▶ _EXTRAHIERTER TEXT_:
+ + +

Seltsamerweise hat die ideologische Dauerberieselung nach dem Zusammenbruch des SED-Systems nur geringe Spuren bei der DDR-Bevölkerung hinterlassen. Andere ehemalige Symbolgestalten wie das Sandmännchen, der Kobold Pittiplatsch oder die Ente Schnatterinchen aus dem Kinderfernsehen haben das Bewusstsein weit nachhaltiger beeinflusst als die revolutionäre Theorie. Die Menschen schüttelten sich kurz wie Hunde, die ins Wasser gefallen sind, und hatten all die ihnen mühevoll eingehämmerten Theorien vergessen. Selbst verbissene Nostalgiker rekurrieren seit 1989 viel stärker auf angebliche oder tatsächliche soziale Errungenschaften der DDR als auf die zentralen Thesen von Marx, Engels und Lenin. Auch die verschwommene Kapitalismus-Kritik der Linken orientiert sich eher an „allgemein menschlichen“ Aspekten als an den mühsam zu lesenden Schriften der bärtigen Propheten des Kommunismus.

Der Gärtner­s­taat

Auf dem Vorsatzblatt des dickleibigen und reich illustrierten „Handbuch des Pionierleiters“ von 1952 stand als Motto ein Wort Stalins: „Die Menschen muss man sorgsam und achtsam großziehen, so wie der Gärtner den von ihm gehegten Obstbaum großzieht“.

Ein verräterischer Satz, denkt man die gärtnerische Metaphorik konsequent zu Ende. Ein guter Gärtner beschneidet die Zweige und stutzt die Hecken. Er jätet das Unkraut und vertilgt die Schädlinge. Allein der Gärtner weiß, was gut und schlecht ist für seine Schützlinge. Die Pflänzlein werden ungefragt gestutzt und beschnitten.

Der Soziologe Zygmunt Baumann hat für den umfassenden Herrschaftsanspruch absolutistischer Systeme den Begriff des Gärtnerstaates geprägt.[2] Schon die Potentaten der Barockzeit liebten es, ihre Gärten in geometrische Strukturen zu bringen, so dass in der Natur wie im Staat alle Wege auf den Herrscher zuliefen und alle Gnade wie Sonnenstrahlen von ihm ausging. Doch Stalin hat die Verwandlung der Untertanen in Pflänzchen zur Vollendung getrieben. Er sah sich gern in der Rolle des Großen Gärtners. Er ließ sich vor wogenden Getreidefeldern und blühenden Obstbäumen malen und filmen. Und wie jeder Gärtner liebte er am meisten die zarten Setzlinge, die einst reiche Früchte tragen sollten.

+ + +

▶ _DATEN_:
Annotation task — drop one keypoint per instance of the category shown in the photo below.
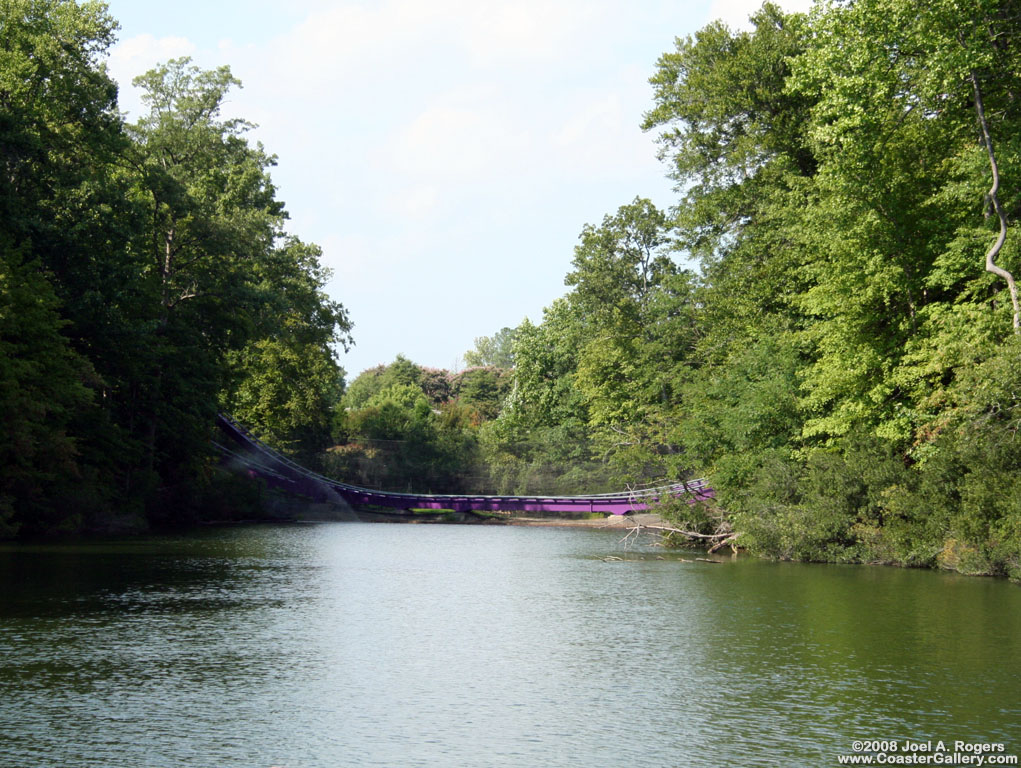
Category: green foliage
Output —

+ + +

▶ _AUFGABE_:
Schreibe den Text über den Gärtnerstaat im Anschluss an seinen letzten Satz weiter. Die Zeilen spielen hierbei keine Rolle.

▶ _ANTWORT_:
Die Kindheit spielt in der Metaphorik wie in der politischen Praxis der totalitären Systeme eine zentrale Rolle. Die Führer der Arbeiterklasse ließen sich mit bezopften Mädels und strammen blonden Jungs filmen und fotografieren. Auf den bunten Plakaten sah man die Kinder glücklich lachen und hoffnungsfroh in die Zukunft schauen. In den Wochenschauen zogen die fröhlichen Scharen singend durch die Wälder, packten beim Ernteeinsatz kräftig mit an und hörten abends am Lagerfeuer mit gläubigen Augen vom heldenhaften Kampf der Revolutionäre.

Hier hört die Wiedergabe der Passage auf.